Transcribe every entry that follows, word for word, and omit the images.
(SUPPLIED ENTRIES Opens)
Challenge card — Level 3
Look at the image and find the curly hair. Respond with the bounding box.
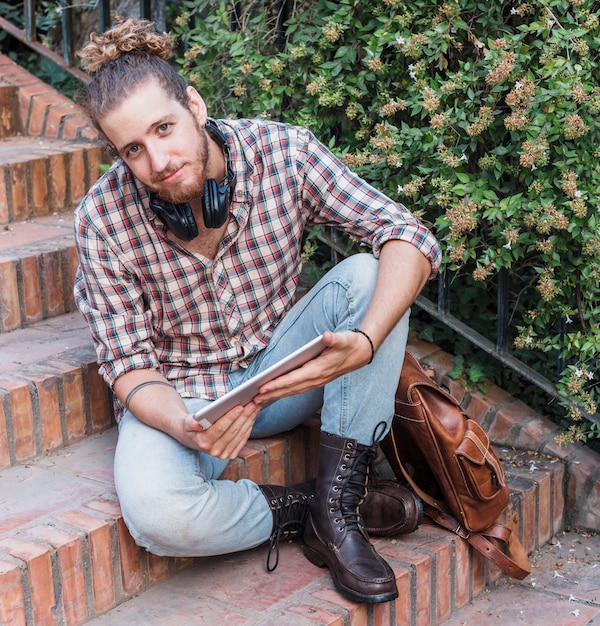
[77,17,190,148]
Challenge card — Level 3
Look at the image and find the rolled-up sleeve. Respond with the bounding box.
[74,191,160,389]
[298,129,441,278]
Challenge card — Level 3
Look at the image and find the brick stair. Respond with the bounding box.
[0,52,598,626]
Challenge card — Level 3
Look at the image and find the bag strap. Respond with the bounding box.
[425,508,532,580]
[384,433,531,580]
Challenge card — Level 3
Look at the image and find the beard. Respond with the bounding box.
[149,121,210,205]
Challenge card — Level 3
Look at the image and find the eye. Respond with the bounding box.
[125,144,141,159]
[158,122,171,134]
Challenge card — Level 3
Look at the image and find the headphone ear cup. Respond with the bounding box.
[203,179,229,229]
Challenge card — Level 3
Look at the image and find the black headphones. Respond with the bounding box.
[148,120,236,241]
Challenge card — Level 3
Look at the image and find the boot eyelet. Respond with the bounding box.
[336,475,342,481]
[340,464,347,470]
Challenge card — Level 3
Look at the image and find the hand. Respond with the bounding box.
[253,330,373,405]
[177,401,261,459]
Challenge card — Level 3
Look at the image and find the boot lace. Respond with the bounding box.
[338,421,387,532]
[266,489,313,572]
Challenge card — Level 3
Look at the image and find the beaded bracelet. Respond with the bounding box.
[351,328,375,364]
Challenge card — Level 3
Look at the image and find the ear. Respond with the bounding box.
[186,86,208,125]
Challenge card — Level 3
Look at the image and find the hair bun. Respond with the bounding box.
[78,16,175,74]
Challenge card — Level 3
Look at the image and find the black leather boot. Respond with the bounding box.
[361,479,422,536]
[259,483,314,572]
[303,431,399,604]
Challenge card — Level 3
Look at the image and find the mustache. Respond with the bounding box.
[151,164,184,184]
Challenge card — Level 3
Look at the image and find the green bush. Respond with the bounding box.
[172,0,600,442]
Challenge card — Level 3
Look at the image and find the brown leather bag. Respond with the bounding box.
[380,351,531,580]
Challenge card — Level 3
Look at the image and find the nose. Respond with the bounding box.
[146,142,171,175]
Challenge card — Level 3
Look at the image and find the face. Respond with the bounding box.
[99,80,209,204]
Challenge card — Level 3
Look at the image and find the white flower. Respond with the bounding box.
[565,315,573,324]
[409,71,417,80]
[525,336,533,345]
[587,371,594,380]
[575,368,584,378]
[510,7,517,15]
[460,153,467,161]
[397,184,404,193]
[515,81,523,90]
[503,242,512,250]
[396,36,406,45]
[531,164,537,171]
[574,190,582,197]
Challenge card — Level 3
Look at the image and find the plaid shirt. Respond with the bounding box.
[74,119,441,421]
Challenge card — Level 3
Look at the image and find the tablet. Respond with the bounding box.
[192,335,327,429]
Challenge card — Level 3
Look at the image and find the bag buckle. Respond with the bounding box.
[454,523,471,540]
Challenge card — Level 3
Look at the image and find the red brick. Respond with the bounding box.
[85,146,103,187]
[381,544,432,626]
[0,538,57,626]
[247,437,285,485]
[239,445,263,483]
[30,372,63,455]
[0,85,20,137]
[0,559,27,626]
[391,567,412,626]
[8,161,29,221]
[0,258,21,331]
[0,399,11,469]
[27,525,87,626]
[84,499,144,598]
[513,415,556,451]
[221,458,242,481]
[86,362,113,433]
[56,510,117,615]
[115,516,144,597]
[453,532,471,607]
[43,360,87,444]
[63,245,79,311]
[69,150,86,206]
[0,166,9,224]
[28,156,49,217]
[28,93,65,137]
[44,104,78,139]
[40,250,66,318]
[20,254,44,324]
[486,407,518,445]
[48,153,67,211]
[147,552,170,586]
[0,377,36,462]
[61,115,88,141]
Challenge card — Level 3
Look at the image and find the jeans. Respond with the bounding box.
[113,253,410,557]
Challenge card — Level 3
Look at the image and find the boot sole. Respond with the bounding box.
[303,544,399,604]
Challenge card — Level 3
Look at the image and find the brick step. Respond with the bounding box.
[0,214,82,332]
[0,422,565,626]
[0,311,113,469]
[0,136,102,225]
[0,85,21,138]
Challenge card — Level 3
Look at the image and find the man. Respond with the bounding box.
[74,17,441,604]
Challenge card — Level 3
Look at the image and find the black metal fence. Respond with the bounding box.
[1,1,595,424]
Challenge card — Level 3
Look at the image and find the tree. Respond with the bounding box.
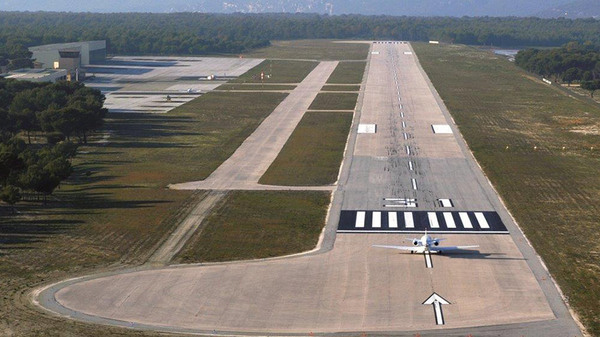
(SUPPLIED ENTRIES Closes)
# FINAL ANSWER
Challenge card — Level 3
Look at the image and find the curly hair. Respond with the bounding box.
[77,17,190,148]
Challenge card — Level 3
Look at the image and find the rolled-up sleeve. Respond with the bounding box.
[74,191,160,389]
[298,129,441,278]
Challenge card — Level 3
Look at the image and find the brick stair. Respond with the bounding box.
[0,52,598,626]
Challenge card — Level 3
Look at the image and find the bag strap. Respond with the bounding box.
[425,508,532,580]
[384,433,531,580]
Challenge card — Level 3
Look at the image and find the beard. Respond with the bounding box.
[149,121,210,205]
Challenge card — Level 3
Look at the image and find the eye. Respond with the bounding box.
[125,144,141,159]
[158,122,171,134]
Challenge card — Level 3
Look at the image and find the headphone ear cup. Respond with the bounding box.
[203,179,229,229]
Challenge card — Level 3
Look at the image and find the black headphones. Respond with the bounding box.
[148,120,236,241]
Challenge card — Level 3
Look at the image and find the boot eyelet. Respond with the bounding box.
[336,475,342,481]
[340,464,347,470]
Challenge card — Level 3
Look at the image and find the hand. Respond with the bounding box.
[253,330,373,405]
[177,401,261,459]
Challenge card — Level 3
Look at the image and find the boot lace. Respond with the bounding box.
[338,421,387,532]
[266,489,313,572]
Challenge card — Level 3
Look at the image and find the beaded bracelet. Respond with the bounding box.
[351,328,375,364]
Challenge card — Level 3
Look at the image and find the ear. Respond with the bounding box.
[186,86,208,125]
Challenge card — Level 3
Look at the image and find the hair bun. Respond with the bounding box.
[78,16,175,74]
Challenge card — Level 3
Look at the image and find the black leather boot. Respond with the bounding box.
[361,479,422,536]
[259,483,314,572]
[303,431,399,604]
Challenge card — Level 3
Look at the image and find the mustache. Respond with the bounding box.
[151,164,184,184]
Challenge card — Level 3
Look at the image and find the green bush. Respond with the bounding box.
[172,0,600,442]
Challenge card — Level 3
Look at the image and find the brown leather bag. Respond with the bounding box.
[380,351,531,580]
Challenge card — Level 3
Look at the image and find the nose. Respond with the bounding box.
[146,142,171,175]
Challenge card — Level 3
Look at the image and find the face. Respond with the bounding box.
[99,80,209,204]
Challenge card — Level 3
Look at the image and find the white flower. Respond with the bounding box.
[565,315,573,324]
[409,71,417,80]
[525,336,533,345]
[587,371,594,380]
[575,368,584,378]
[510,7,517,15]
[460,153,467,161]
[397,184,404,193]
[515,81,523,90]
[503,242,512,250]
[396,36,406,45]
[531,164,537,171]
[574,190,582,197]
Challenge card — Level 3
Look at the image and find the plaid shirt. Respond with the bounding box.
[74,119,441,421]
Challenge card — Level 3
Look at the image and find the tablet. Respond with the bounding box.
[192,335,327,429]
Challenge card — Level 3
Look at the image and find the bag buckle. Respond with the bounding box.
[454,523,471,540]
Challenge card — Level 3
Look at the image and find the red brick. Respond with the bounding box.
[85,146,103,187]
[381,544,432,626]
[0,538,57,626]
[247,437,285,485]
[239,445,263,483]
[30,372,63,455]
[0,85,20,137]
[0,559,27,626]
[391,567,412,626]
[8,161,29,221]
[0,258,21,331]
[0,399,11,469]
[27,525,87,626]
[84,499,144,598]
[513,415,556,451]
[221,458,242,481]
[86,362,113,433]
[56,510,117,615]
[115,516,144,597]
[453,532,471,607]
[43,360,87,444]
[63,245,79,311]
[69,150,86,206]
[0,166,9,224]
[28,156,49,217]
[28,93,65,137]
[44,104,78,139]
[40,250,66,318]
[20,254,44,324]
[486,407,518,445]
[48,153,67,211]
[147,552,170,586]
[0,377,36,462]
[61,115,88,141]
Challenge card — Level 3
Look at the image and find the jeans. Respond with the bounding box.
[113,253,410,557]
Challenge card — Level 3
Look at the image and find the boot sole. Respond with the bounding box.
[303,544,399,604]
Challenge card — Level 3
Look at the image and find the brick step. Respond with the bounding box.
[0,214,82,332]
[0,422,565,626]
[0,311,113,469]
[0,136,102,225]
[0,85,21,138]
Challenge card — Level 3
Look at the image and find the man. Respond with the bounding box.
[74,17,441,604]
Challenge card — Level 3
Look at the image and find the black metal fence. Respond with the bounding box.
[1,1,595,424]
Challenge card — Level 3
Look at the image and find the tree. Respond with the bounding box.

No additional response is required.